-- Start of Excerpt provided --

We have a byte field that we save data to using the convert_to function. To extract data, use convert_from, respectively. But we got some problems with Cyrillic in PG12. Example:
select convert_from(convert_to('Берёза', 'UTF8'), 'UTF8') ilike 'берёз%' --return false
But everything works well with the Latin. Example:
select convert_from(convert_to('PostgreSQL', 'UTF8'), 'UTF8') ilike 'postgre%' --return true
The problem appeared in version 12, it can be seen, for example, on this resource https://dbfiddle.uk/ by selecting the appropriate version PG in the menu. Can anyone help sort out the problem?
CodePudding user response:
The problem is that the result of convert_from
is in the C
collation:
On my system, I have the following:
SHOW lc_collate;
lc_collate
════════════
de_AT.utf8
(1 row)
SELECT pg_collation_for('Берёза');
pg_collation_for
══════════════════
(null)
(1 row)
The NULL value means that the default collation (lc_collate
) will be used for comparisons:
SELECT 'Берёза' ilike 'берёз%';
?column?

-- End of Excerpt provided --

Your objective> Continue the PostgreSQL thread on Cyrillic text and ilike from the point after its last line shown.

-- Start of Collected material --

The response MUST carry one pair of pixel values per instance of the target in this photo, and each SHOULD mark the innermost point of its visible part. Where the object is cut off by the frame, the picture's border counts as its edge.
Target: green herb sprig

-- End of Collected material --

Task output>
══════════
t
(1 row)
Now if we use convert_from
, the collation is different, so the comparison is different:
SELECT pg_collation_for(convert_from(convert_to('Берёза', 'UTF8'), 'UTF8'));
pg_collation_for
══════════════════
"C"
(1 row)
select convert_from(convert_to('Берёза', 'UTF8'), 'UTF8') ilike 'берёз%';
?column?
══════════
f
(1 row)
SELECT 'Берёза' COLLATE "C" ilike 'берёз%';
?column?
══════════
f
(1 row)
So you can solve the problem by explicitly specifying the default collation:
select convert_from(convert_to('Берёза', 'UTF8'), 'UTF8') COLLATE "default" ilike 'берёз%';
?column?
══════════
t
(1 row)